> _TASK REQUIREMENTS_
Determine how many lines of the records below contain the string "standing", treating uppercase and lowercase letters as distinct. Give only the number.

Records taken from a data source:
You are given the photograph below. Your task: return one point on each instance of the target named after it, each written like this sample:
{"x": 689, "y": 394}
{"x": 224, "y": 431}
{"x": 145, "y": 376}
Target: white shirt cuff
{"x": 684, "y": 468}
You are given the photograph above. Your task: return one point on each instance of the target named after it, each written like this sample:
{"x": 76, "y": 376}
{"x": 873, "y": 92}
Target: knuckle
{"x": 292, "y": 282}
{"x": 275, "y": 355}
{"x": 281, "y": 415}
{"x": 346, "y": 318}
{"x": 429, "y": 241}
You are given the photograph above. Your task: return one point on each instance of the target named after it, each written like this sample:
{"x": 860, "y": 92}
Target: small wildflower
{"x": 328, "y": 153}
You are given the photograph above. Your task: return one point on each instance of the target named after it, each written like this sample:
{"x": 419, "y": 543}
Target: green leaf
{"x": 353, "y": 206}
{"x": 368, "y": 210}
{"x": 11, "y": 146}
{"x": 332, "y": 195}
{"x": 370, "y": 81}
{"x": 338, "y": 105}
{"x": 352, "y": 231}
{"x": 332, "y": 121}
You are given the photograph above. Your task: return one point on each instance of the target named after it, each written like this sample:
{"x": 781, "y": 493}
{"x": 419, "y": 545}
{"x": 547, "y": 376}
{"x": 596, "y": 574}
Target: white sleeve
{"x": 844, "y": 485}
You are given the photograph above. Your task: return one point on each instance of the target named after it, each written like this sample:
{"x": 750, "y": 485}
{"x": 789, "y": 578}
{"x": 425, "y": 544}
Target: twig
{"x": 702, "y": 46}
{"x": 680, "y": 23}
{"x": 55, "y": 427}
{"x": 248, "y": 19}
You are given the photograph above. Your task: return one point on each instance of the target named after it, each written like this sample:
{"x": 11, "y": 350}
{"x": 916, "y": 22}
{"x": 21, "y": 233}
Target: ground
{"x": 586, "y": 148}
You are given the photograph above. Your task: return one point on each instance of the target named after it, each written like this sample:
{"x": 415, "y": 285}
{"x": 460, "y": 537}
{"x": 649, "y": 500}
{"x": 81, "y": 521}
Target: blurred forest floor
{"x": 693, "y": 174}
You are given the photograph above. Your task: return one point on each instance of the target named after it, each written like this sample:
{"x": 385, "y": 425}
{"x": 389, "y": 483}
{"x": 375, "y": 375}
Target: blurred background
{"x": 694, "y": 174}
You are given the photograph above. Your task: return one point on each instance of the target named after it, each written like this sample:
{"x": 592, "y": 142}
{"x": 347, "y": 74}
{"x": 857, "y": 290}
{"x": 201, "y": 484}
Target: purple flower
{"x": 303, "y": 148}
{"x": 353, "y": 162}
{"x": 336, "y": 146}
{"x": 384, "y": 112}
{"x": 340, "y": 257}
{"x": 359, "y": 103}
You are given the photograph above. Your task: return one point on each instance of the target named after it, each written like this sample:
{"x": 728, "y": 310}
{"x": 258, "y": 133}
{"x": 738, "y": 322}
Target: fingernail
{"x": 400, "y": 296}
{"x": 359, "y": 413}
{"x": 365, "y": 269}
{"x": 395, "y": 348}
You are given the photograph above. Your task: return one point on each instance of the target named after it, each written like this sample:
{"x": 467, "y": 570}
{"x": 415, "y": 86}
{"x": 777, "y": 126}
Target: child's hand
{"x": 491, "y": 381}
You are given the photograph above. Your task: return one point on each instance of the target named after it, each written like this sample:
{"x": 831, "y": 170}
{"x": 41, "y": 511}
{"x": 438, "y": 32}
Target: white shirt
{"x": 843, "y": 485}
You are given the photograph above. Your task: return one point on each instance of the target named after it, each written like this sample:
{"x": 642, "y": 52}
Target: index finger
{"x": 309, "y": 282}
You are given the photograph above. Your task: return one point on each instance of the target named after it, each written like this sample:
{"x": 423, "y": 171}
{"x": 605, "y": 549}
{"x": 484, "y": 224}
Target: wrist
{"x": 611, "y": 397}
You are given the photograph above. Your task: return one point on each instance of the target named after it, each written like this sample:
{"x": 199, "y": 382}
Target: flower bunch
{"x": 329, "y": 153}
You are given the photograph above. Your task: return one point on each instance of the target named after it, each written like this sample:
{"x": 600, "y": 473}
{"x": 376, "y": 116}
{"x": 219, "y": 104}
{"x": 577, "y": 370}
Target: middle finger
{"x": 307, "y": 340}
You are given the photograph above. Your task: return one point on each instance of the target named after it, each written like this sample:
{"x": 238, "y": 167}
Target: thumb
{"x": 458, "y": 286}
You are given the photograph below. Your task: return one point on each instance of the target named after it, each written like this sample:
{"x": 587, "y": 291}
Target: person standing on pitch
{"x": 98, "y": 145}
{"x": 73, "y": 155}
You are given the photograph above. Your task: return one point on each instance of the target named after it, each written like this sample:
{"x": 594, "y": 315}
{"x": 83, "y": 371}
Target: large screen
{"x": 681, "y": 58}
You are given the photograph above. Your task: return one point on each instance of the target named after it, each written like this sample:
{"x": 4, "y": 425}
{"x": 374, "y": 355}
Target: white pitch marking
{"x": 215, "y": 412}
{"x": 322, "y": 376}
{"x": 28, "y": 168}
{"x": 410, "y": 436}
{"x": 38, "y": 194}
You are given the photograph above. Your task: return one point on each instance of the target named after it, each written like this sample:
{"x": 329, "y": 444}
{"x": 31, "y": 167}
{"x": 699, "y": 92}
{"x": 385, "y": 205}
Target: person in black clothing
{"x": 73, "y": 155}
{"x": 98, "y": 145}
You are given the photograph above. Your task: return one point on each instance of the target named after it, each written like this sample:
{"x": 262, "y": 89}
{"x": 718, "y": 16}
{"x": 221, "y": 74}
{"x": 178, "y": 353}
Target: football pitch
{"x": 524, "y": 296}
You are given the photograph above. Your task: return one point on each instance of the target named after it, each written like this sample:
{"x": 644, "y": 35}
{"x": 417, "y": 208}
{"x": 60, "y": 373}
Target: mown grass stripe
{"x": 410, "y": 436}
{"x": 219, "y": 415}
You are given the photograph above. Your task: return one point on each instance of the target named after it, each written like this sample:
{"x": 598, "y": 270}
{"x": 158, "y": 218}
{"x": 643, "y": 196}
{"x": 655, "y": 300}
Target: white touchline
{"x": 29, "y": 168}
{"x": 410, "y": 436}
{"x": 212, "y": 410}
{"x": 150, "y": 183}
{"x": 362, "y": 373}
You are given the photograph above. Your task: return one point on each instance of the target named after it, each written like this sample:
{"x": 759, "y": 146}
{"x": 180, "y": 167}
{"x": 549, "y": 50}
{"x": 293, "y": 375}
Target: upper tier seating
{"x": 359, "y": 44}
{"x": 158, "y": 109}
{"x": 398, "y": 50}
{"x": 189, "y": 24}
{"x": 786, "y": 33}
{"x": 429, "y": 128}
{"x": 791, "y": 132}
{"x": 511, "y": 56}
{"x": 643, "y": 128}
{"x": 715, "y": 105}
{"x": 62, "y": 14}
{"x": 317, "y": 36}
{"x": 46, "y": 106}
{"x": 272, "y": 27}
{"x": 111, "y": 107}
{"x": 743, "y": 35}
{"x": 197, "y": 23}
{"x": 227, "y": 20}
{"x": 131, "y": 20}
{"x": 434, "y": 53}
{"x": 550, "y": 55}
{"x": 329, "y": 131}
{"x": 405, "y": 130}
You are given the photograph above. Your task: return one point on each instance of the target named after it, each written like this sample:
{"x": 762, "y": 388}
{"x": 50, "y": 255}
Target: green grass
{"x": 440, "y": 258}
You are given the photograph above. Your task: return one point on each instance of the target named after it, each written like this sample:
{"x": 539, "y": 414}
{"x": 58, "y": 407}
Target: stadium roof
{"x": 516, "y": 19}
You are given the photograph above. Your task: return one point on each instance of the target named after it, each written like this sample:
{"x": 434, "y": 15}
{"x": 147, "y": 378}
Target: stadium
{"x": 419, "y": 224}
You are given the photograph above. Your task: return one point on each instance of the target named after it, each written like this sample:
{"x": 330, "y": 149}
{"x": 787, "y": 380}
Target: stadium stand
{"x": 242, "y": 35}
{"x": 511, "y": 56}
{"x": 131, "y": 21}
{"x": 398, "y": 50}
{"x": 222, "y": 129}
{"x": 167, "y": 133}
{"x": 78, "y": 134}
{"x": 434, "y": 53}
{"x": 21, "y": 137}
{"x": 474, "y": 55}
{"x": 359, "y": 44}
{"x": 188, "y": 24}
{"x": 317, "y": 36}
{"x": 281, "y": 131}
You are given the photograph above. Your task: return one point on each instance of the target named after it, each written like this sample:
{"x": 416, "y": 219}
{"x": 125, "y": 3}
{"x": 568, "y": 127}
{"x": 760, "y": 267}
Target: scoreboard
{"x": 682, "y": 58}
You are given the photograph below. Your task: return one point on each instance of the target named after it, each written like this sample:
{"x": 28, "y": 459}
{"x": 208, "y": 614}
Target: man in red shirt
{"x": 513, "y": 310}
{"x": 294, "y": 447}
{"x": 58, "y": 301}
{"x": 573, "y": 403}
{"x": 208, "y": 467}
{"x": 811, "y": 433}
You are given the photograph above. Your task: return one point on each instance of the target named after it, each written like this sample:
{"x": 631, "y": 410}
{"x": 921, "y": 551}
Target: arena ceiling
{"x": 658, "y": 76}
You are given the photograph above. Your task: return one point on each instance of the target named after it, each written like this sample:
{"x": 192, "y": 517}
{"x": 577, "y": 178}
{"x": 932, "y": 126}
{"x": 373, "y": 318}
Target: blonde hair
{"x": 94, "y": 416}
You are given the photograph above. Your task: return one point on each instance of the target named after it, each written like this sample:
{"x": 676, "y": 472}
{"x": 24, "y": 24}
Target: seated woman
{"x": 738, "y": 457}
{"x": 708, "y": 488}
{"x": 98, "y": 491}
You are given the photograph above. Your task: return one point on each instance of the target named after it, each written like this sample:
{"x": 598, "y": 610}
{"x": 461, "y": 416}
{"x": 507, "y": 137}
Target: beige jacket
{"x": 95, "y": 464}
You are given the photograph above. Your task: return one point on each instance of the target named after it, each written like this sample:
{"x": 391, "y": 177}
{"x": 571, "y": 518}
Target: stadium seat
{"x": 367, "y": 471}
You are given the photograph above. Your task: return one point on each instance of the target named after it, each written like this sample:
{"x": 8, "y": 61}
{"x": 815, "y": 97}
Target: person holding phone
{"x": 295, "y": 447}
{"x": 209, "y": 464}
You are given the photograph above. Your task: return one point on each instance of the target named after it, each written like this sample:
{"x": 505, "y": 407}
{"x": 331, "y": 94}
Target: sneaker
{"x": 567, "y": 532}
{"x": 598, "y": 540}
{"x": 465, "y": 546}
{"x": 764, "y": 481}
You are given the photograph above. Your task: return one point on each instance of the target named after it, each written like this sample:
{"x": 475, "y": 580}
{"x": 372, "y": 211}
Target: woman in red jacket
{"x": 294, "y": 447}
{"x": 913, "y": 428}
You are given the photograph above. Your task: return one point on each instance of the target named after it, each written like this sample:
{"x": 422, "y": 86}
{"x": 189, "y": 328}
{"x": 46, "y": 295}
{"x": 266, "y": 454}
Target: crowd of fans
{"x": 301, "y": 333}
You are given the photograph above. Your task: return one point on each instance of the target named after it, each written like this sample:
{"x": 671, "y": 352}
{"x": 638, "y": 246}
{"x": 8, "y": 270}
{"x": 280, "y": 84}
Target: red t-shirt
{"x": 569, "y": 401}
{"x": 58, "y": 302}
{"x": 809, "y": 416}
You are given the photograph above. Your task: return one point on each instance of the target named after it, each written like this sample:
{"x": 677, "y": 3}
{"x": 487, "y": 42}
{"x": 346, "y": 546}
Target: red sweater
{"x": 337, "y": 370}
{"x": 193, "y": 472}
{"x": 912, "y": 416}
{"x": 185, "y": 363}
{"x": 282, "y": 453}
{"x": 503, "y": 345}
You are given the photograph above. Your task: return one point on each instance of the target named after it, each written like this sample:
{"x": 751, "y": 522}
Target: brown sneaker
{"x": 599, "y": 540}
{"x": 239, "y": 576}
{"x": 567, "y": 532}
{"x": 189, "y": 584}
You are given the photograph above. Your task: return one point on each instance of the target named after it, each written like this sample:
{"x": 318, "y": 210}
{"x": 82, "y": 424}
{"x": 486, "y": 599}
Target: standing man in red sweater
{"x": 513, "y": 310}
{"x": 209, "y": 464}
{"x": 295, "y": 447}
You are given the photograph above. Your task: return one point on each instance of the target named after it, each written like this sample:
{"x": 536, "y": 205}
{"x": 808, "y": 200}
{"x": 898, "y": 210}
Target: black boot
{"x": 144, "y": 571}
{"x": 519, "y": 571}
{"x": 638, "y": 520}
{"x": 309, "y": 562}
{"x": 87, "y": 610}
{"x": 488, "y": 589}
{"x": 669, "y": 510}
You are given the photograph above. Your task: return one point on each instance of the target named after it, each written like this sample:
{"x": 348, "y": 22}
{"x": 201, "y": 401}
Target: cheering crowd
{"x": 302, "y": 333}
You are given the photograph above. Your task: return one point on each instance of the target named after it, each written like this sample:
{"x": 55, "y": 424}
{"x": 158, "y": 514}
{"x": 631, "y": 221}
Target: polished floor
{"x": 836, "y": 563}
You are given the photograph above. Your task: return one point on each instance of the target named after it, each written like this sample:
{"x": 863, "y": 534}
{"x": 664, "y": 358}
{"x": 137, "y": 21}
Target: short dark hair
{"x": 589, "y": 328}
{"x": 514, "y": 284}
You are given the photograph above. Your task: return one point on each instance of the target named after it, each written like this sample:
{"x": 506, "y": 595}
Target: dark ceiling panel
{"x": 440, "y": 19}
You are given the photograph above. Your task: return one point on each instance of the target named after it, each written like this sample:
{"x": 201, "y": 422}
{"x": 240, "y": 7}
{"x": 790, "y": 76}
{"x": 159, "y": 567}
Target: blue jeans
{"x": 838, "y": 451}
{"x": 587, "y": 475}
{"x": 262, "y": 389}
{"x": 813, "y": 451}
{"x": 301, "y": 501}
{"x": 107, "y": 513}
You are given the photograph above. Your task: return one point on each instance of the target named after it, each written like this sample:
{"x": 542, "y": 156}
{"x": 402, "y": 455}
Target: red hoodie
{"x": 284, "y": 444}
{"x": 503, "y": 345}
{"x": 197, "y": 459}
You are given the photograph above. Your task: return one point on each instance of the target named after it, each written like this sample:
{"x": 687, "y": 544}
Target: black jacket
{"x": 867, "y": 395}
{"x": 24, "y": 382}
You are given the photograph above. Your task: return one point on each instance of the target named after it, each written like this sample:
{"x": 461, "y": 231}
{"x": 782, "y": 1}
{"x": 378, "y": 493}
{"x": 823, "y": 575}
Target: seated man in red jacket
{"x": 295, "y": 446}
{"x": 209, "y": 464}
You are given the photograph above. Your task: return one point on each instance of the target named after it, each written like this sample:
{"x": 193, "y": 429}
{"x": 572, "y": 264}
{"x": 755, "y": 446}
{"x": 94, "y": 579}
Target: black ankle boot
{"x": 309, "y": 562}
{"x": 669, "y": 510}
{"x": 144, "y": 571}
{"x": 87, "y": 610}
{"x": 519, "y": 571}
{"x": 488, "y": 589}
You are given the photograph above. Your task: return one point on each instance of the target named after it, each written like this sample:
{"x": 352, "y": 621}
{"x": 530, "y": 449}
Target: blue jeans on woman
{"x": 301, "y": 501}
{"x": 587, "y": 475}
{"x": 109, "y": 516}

> _WORKED SOLUTION_
2